Transcribe each record below word for word.

Referring expression data
◆ ◆ ◆ ◆ ◆ ◆ ◆

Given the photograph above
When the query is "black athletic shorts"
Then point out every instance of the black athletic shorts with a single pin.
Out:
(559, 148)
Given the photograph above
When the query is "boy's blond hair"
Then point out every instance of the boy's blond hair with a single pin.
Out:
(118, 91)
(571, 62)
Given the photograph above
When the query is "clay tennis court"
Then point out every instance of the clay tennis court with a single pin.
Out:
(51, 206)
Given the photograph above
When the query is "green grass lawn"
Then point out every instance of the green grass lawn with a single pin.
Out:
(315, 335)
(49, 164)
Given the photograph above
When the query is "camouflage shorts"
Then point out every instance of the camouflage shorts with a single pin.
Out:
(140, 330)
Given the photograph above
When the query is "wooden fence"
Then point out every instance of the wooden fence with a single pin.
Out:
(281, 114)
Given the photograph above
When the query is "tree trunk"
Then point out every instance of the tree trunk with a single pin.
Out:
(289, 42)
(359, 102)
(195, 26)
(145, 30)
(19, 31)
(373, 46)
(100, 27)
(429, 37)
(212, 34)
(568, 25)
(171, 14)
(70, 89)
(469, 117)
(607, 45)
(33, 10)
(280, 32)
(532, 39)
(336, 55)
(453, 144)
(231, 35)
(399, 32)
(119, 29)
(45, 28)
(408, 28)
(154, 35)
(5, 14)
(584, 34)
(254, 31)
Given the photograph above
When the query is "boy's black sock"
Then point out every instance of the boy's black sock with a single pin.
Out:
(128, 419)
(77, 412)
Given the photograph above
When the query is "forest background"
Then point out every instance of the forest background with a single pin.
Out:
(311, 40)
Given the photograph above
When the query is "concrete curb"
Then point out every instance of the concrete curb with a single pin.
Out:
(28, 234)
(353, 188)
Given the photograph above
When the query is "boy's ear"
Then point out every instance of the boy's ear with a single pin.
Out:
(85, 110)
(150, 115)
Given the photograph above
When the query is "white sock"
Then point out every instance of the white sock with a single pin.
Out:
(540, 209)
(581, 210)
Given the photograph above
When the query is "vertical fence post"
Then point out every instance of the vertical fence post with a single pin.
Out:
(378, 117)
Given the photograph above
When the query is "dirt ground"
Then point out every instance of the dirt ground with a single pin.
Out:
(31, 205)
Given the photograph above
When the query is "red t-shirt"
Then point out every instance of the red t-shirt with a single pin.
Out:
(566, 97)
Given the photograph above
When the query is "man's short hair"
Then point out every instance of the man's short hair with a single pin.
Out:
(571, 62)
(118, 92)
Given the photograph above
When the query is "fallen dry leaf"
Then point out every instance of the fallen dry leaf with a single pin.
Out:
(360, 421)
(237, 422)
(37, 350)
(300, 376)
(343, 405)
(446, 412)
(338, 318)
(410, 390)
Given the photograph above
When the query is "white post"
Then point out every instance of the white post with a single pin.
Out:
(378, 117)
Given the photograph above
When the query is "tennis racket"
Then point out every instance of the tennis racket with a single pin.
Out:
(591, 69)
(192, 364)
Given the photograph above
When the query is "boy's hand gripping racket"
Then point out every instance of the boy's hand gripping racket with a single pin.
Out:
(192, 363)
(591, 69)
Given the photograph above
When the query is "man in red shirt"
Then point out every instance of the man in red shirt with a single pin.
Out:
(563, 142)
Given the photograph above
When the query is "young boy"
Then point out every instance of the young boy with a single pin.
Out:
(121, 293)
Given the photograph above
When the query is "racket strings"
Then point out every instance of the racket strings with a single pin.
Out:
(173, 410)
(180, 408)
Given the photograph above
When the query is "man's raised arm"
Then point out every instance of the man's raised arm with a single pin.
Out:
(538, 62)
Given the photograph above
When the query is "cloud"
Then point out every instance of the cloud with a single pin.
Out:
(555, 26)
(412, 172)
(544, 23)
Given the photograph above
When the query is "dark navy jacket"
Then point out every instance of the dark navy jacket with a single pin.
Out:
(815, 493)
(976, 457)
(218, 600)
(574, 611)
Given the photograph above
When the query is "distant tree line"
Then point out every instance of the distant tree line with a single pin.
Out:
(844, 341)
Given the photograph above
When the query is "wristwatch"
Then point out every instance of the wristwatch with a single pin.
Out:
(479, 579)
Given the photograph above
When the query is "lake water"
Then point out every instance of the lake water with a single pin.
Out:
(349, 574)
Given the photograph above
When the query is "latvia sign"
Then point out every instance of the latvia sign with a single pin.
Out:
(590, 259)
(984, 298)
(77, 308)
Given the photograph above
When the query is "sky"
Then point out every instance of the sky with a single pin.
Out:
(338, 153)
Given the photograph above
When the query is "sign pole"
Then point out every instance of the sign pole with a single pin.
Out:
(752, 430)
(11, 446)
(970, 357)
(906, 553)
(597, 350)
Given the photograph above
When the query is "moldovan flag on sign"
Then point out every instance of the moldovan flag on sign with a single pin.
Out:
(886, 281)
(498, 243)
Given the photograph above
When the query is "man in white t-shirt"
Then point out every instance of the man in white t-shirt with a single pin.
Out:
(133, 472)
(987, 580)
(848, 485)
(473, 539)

◆ ◆ ◆ ◆ ◆ ◆ ◆

◆ **Response to the task**
Given the photograph above
When the query is "black athletic shorts"
Then point out every instance of the black athletic shorts with a single pin.
Out:
(559, 148)
Given the photograph above
When the query is "boy's blond hair"
Then point out every instance of the boy's blond hair with a single pin.
Out:
(118, 91)
(571, 62)
Given the photograph above
When the query is "clay tennis court"
Then point out every instance of the clay tennis court with a single pin.
Out:
(51, 206)
Given the photograph above
When the query is "green grass lawn"
Then point out every instance of the green grass lawn with a single pin.
Out:
(315, 335)
(49, 164)
Given the photograph above
When the query is "camouflage shorts"
Then point out every instance of the camouflage shorts with a single pin.
Out:
(140, 330)
Given the photograph above
When the query is "wooden fence"
Then point out every instance of the wooden fence with a single pin.
Out:
(281, 114)
Given the photograph above
When the query is "tree trunk"
Then point out every instance of the tree trunk with a single pin.
Out:
(289, 42)
(359, 102)
(195, 26)
(145, 30)
(19, 31)
(373, 46)
(100, 27)
(429, 37)
(212, 34)
(568, 25)
(171, 14)
(70, 89)
(469, 117)
(607, 45)
(33, 10)
(280, 32)
(532, 39)
(336, 55)
(453, 144)
(231, 35)
(399, 32)
(119, 29)
(45, 28)
(408, 28)
(154, 35)
(5, 14)
(584, 34)
(254, 31)
Given the photograph above
When the query is "boy's black sock"
Then point out every instance of the boy's black sock with a single pin.
Out:
(128, 419)
(77, 412)
Given the photograph above
When the query is "forest background"
Then point out every instance of the forest background with a single pin.
Out:
(311, 40)
Given the photograph above
When the query is "concrete curb"
Then point out every instance of the concrete curb with a single pin.
Out:
(28, 234)
(353, 188)
Given the photograph above
When the query is "boy's ear"
Then point out every instance of the boy's ear with a single pin.
Out:
(85, 110)
(150, 115)
Given the photograph above
When the query is "white sock"
Then point out every instance of the white sock with a single pin.
Out:
(540, 209)
(581, 210)
Given the photograph above
When the query is "vertical fence post"
Then point out every instance of the vertical fence post with a single pin.
Out:
(378, 117)
Given the photograph above
When the query is "dirt ground"
Then point out every instance of the dirt ground with a single pin.
Out:
(31, 205)
Given the photograph above
When the query is "red t-shirt"
Then point out every instance of the red t-shirt with a single pin.
Out:
(566, 97)
Given the photograph above
When the query is "man's short hair"
Then point out every instance of the man's short hair with a single pin.
Out:
(571, 62)
(118, 92)
Given the photograph above
When the query is "fallen dry leaf"
Then point out every instance of the fallen dry leaf with a single pin.
Out:
(360, 421)
(237, 422)
(37, 350)
(300, 376)
(343, 405)
(446, 412)
(338, 318)
(410, 390)
Given the photograph above
When the query is "white post"
Then point out every instance of the white post with a single pin.
Out:
(378, 117)
Given the photograph above
When the query is "tennis racket"
Then point out every instance of the tennis racket with a single pin.
Out:
(591, 69)
(192, 364)
Given the photograph above
When the query is "boy's hand gripping racket"
Then point out every instance of the boy's hand gripping racket with a single pin.
Out:
(192, 363)
(591, 69)
Given the photograph above
When the query is "man in red shirt"
Then point out every instance of the man in red shirt with a single pin.
Out:
(563, 142)
Given the photograph above
When the query is "young boy"
Then point out every instance of the young boy with a single pin.
Out:
(121, 293)
Given the photograph above
When the query is "racket strings"
Then point out every instance of the racket strings with a single pin.
Out:
(173, 410)
(180, 408)
Given the photograph above
When the query is "man's raised arm"
Then point out every instance of the man's raised arm with a single pin.
Out:
(538, 62)
Given the photograph above
When the query is "cloud"
Then point out every instance of the cloud with a single pin.
Out:
(555, 26)
(412, 172)
(544, 23)
Given the photograph above
When the query is "dark navy jacket"
Then point out every instance of the dark navy jacket with a single pin.
Out:
(815, 493)
(976, 457)
(218, 600)
(574, 611)
Given the photograph above
When the query is "distant tree line"
Then point out every instance of the distant tree line with a single pin.
Out:
(844, 341)
Given the photograph above
When the query is "wristwatch"
Then point out every instance of the wristwatch with a single pin.
Out:
(479, 579)
Given the photograph above
When the query is "lake water"
Then point out every instance of the lake water with a single pin.
Out:
(349, 574)
Given the photograph above
When the query is "latvia sign"
Then point out every instance of the latvia sign with a single pin.
Out:
(590, 259)
(984, 298)
(77, 308)
Given the photograph above
When the query is "sky"
Then point out every instance of the sky with a single pin.
Out:
(338, 153)
Given the photograph above
When the query is "sign pole"
Then point out every instance of the sign pole with a single pin.
Out:
(752, 430)
(11, 446)
(970, 357)
(906, 553)
(597, 350)
Given the photograph above
When the query is "moldovan flag on sign"
Then point out every instance of the moldovan flag on sign with a single pin.
Out:
(886, 281)
(498, 243)
Given the photograph above
When the query is "man in white t-shirt"
Then point out every instance of the man in white t-shirt with a single pin.
Out:
(133, 472)
(987, 580)
(848, 485)
(473, 539)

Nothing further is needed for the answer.